◆ **Your assignment**
Give back the records in their entirety, exactly.

◆ **Raw data**

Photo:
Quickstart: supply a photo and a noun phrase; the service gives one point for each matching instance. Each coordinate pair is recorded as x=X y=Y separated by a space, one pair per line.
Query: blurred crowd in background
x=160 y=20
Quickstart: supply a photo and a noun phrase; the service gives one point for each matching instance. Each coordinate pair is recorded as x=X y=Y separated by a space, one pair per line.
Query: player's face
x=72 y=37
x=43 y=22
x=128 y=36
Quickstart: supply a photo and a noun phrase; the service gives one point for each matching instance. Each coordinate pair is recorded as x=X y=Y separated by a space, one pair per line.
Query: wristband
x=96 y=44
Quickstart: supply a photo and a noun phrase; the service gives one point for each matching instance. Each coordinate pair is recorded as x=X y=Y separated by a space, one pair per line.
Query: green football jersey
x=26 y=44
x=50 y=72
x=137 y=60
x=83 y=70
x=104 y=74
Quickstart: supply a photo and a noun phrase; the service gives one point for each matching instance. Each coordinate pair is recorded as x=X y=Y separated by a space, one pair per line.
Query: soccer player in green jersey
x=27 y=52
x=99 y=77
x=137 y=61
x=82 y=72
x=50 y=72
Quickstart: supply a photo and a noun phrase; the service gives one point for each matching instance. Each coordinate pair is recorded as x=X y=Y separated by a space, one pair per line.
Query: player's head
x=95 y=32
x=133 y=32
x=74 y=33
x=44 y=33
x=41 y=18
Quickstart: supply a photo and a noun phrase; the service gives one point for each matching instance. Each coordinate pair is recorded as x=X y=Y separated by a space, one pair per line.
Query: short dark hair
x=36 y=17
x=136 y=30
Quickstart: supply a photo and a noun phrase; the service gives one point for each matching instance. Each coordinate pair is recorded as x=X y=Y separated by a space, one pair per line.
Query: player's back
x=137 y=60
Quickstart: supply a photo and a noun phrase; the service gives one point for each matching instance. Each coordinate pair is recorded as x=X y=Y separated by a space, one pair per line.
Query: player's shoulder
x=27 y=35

◆ **Answer area**
Photo:
Quickstart: supply a photo and a noun phrase; the service gives one point for each matching instance. Each coordinate pair is recorded as x=X y=Y separated by a space, one pair per line.
Query: blurred crowd in background
x=160 y=20
Quickstart: supply a photo and a noun phrase; the service gives one point for each matching instance. Each coordinate pair is recorded as x=X y=Y separated by a space, one pair per line.
Query: player's face
x=72 y=37
x=43 y=22
x=128 y=36
Quickstart: supply a photo and a noun phrase; the service gives one point for each matching instance. Each coordinate pair is recorded as x=X y=Y separated by a space, one pair per line.
Query: wristband
x=96 y=44
Quickstart: supply a photo and a noun phrase; the service gives one point for each matching instance. Each coordinate pair is recorded as x=X y=Y separated by a space, one pair per line.
Query: green football jersey
x=26 y=44
x=50 y=72
x=137 y=60
x=83 y=70
x=104 y=74
Quickstart: supply a photo and a noun phrase; the service gives one point for each matching instance. Each coordinate pair is recorded as x=X y=Y separated by a space, one pair per line.
Query: soccer player in green jersey
x=27 y=52
x=99 y=77
x=137 y=61
x=82 y=72
x=50 y=72
Quickstart: supply a photo and a noun phrase; the service gives one point for each matching instance. Each coordinate pair is recorded as x=X y=Y separated by a space, one pair per line.
Query: player's head
x=95 y=32
x=133 y=32
x=74 y=33
x=44 y=33
x=41 y=18
Quickstart: supply a photo and a noun phrase; the service gives one point for each matching instance. Each coordinate pair is recorded as x=X y=Y separated by a space, one pair per line.
Query: short dark hair
x=36 y=17
x=136 y=30
Quickstart: supply a photo and a noun phrase; the service gives one point for each matching instance. Each coordinate pair is recorded as x=X y=Y separated by a space, one pair per line.
Query: player's back
x=137 y=60
Quickstart: supply a photo and a noun phrase; the service gives one point for each matching instance. Each coordinate pair is recorded as x=X y=Y separated by a space, one pair per line.
Query: player's shoulder
x=27 y=35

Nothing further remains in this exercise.